Exercise aim —
Give every line of the material below as a Markdown table with the columns Line No. and Content, numbering the rows in order and leaving out blank lines. Don't include the pictures.

Object outline markings:
···

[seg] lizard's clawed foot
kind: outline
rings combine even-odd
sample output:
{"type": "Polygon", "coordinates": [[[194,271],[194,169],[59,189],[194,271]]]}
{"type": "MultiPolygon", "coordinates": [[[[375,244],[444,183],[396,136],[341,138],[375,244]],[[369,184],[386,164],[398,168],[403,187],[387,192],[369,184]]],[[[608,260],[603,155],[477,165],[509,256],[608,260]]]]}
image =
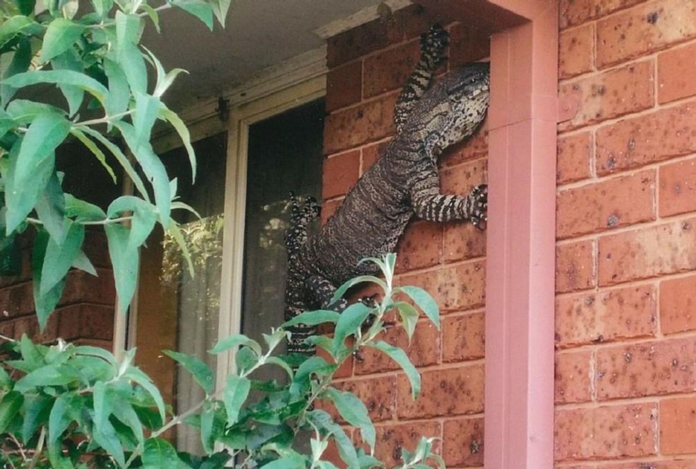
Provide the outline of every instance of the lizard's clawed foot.
{"type": "Polygon", "coordinates": [[[482,184],[474,187],[469,194],[469,203],[471,224],[479,230],[485,230],[488,221],[488,185],[482,184]]]}

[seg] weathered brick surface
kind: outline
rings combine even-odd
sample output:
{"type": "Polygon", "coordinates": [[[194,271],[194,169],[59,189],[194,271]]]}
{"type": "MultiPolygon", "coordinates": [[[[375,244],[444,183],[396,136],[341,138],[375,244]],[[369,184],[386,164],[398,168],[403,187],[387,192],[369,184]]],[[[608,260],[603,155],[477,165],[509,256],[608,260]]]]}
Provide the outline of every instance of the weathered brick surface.
{"type": "Polygon", "coordinates": [[[442,322],[444,362],[482,358],[485,354],[486,319],[482,312],[445,317],[442,322]]]}
{"type": "Polygon", "coordinates": [[[600,400],[696,391],[696,339],[599,349],[596,390],[600,400]]]}
{"type": "Polygon", "coordinates": [[[556,235],[570,238],[655,219],[656,171],[647,170],[563,191],[556,235]]]}
{"type": "Polygon", "coordinates": [[[696,269],[696,218],[599,239],[599,285],[696,269]]]}
{"type": "Polygon", "coordinates": [[[587,402],[592,399],[592,352],[585,351],[556,355],[554,374],[556,404],[587,402]]]}
{"type": "Polygon", "coordinates": [[[400,418],[426,418],[483,411],[482,365],[429,370],[423,372],[421,377],[420,396],[413,401],[408,379],[399,375],[397,408],[400,418]]]}
{"type": "Polygon", "coordinates": [[[463,418],[446,420],[443,458],[448,467],[478,467],[483,466],[484,420],[463,418]]]}
{"type": "Polygon", "coordinates": [[[663,334],[696,329],[696,276],[660,283],[660,326],[663,334]]]}
{"type": "Polygon", "coordinates": [[[696,158],[660,167],[660,216],[696,211],[696,158]]]}
{"type": "Polygon", "coordinates": [[[592,70],[594,25],[585,24],[558,36],[558,77],[571,78],[592,70]]]}
{"type": "Polygon", "coordinates": [[[594,152],[592,135],[583,132],[558,138],[556,182],[566,184],[590,177],[590,159],[594,152]]]}
{"type": "Polygon", "coordinates": [[[643,61],[561,85],[559,96],[580,104],[575,116],[559,128],[574,129],[651,107],[654,80],[653,62],[643,61]]]}
{"type": "Polygon", "coordinates": [[[633,58],[696,36],[694,0],[657,0],[597,23],[597,65],[633,58]]]}
{"type": "Polygon", "coordinates": [[[592,241],[556,247],[556,292],[575,292],[596,285],[592,241]]]}
{"type": "Polygon", "coordinates": [[[653,336],[656,296],[649,285],[557,299],[556,344],[565,348],[653,336]]]}
{"type": "Polygon", "coordinates": [[[556,411],[556,461],[656,453],[657,405],[640,403],[556,411]]]}

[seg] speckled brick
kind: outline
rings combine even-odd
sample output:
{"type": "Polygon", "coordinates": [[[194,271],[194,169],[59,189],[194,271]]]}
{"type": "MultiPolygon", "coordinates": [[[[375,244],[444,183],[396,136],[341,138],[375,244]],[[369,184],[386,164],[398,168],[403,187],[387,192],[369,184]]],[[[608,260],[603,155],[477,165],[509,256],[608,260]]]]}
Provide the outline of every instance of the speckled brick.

···

Answer to this problem —
| Line No. | Content |
|---|---|
| 1 | [seg] lizard's clawed foot |
| 2 | kind: outline |
| 3 | rings combine even-odd |
| 4 | sample output: |
| 5 | {"type": "Polygon", "coordinates": [[[194,271],[194,169],[59,189],[194,271]]]} |
| 6 | {"type": "MultiPolygon", "coordinates": [[[[375,244],[444,183],[396,136],[341,138],[375,244]],[[369,184],[386,164],[398,168],[403,187],[387,192],[369,184]]],[[[608,260],[603,155],[477,165],[509,256],[608,260]]]]} |
| 7 | image = |
| 8 | Provide the outline of every instance of the lizard's clawed foot. |
| 9 | {"type": "Polygon", "coordinates": [[[482,184],[474,187],[469,194],[469,203],[471,224],[479,230],[485,230],[488,221],[488,185],[482,184]]]} |
| 10 | [seg] weathered brick surface |
| 11 | kind: outline |
| 12 | rings combine even-odd |
| 13 | sample output: |
| 14 | {"type": "Polygon", "coordinates": [[[194,271],[194,169],[59,189],[194,271]]]} |
| 15 | {"type": "MultiPolygon", "coordinates": [[[[375,244],[444,183],[396,136],[341,138],[375,244]],[[369,184],[386,164],[398,168],[403,187],[387,192],[369,184]]],[[[608,260],[603,155],[477,165],[509,256],[608,260]]]]} |
| 16 | Provide the outline of every instance of the weathered brick surface. |
| 17 | {"type": "Polygon", "coordinates": [[[442,322],[444,362],[482,358],[485,354],[486,319],[482,312],[445,317],[442,322]]]} |
| 18 | {"type": "Polygon", "coordinates": [[[600,400],[696,391],[696,339],[599,349],[596,390],[600,400]]]} |
| 19 | {"type": "Polygon", "coordinates": [[[556,235],[570,238],[655,219],[656,171],[647,170],[563,191],[556,235]]]} |
| 20 | {"type": "Polygon", "coordinates": [[[696,269],[696,218],[599,239],[599,285],[696,269]]]} |
| 21 | {"type": "Polygon", "coordinates": [[[587,402],[592,399],[592,352],[585,351],[556,355],[554,374],[556,404],[587,402]]]} |
| 22 | {"type": "Polygon", "coordinates": [[[400,418],[426,418],[483,411],[482,365],[429,370],[423,372],[421,377],[420,396],[413,401],[408,379],[399,375],[397,408],[400,418]]]} |
| 23 | {"type": "Polygon", "coordinates": [[[463,418],[446,420],[443,458],[448,467],[478,467],[483,466],[484,420],[463,418]]]} |
| 24 | {"type": "Polygon", "coordinates": [[[663,334],[696,329],[696,276],[660,283],[660,326],[663,334]]]} |
| 25 | {"type": "Polygon", "coordinates": [[[696,158],[660,167],[660,216],[696,211],[696,158]]]} |
| 26 | {"type": "Polygon", "coordinates": [[[592,70],[594,25],[585,24],[558,36],[558,77],[571,78],[592,70]]]} |
| 27 | {"type": "Polygon", "coordinates": [[[594,152],[592,135],[583,132],[558,138],[556,182],[566,184],[590,177],[590,159],[594,152]]]} |
| 28 | {"type": "Polygon", "coordinates": [[[643,61],[561,85],[559,96],[580,104],[575,116],[559,128],[574,129],[651,107],[654,80],[653,62],[643,61]]]} |
| 29 | {"type": "Polygon", "coordinates": [[[633,58],[696,36],[694,0],[657,0],[597,23],[597,65],[633,58]]]} |
| 30 | {"type": "Polygon", "coordinates": [[[592,241],[556,247],[556,292],[575,292],[596,285],[592,241]]]} |
| 31 | {"type": "Polygon", "coordinates": [[[653,336],[656,296],[649,285],[557,299],[556,344],[565,348],[653,336]]]} |
| 32 | {"type": "Polygon", "coordinates": [[[556,411],[556,461],[656,453],[657,405],[640,403],[556,411]]]} |
| 33 | [seg] speckled brick |
| 34 | kind: outline |
| 35 | rings combine even-odd |
| 36 | sample output: |
| 37 | {"type": "Polygon", "coordinates": [[[194,271],[194,169],[59,189],[194,271]]]} |
| 38 | {"type": "MultiPolygon", "coordinates": [[[[375,244],[444,183],[396,136],[341,138],[375,244]],[[369,184],[386,164],[398,168],[403,187],[387,192],[369,184]]],[[[608,260],[603,155],[477,165],[509,256],[608,260]]]]} |
| 39 | Provide the outline of every instance of the speckled brick. |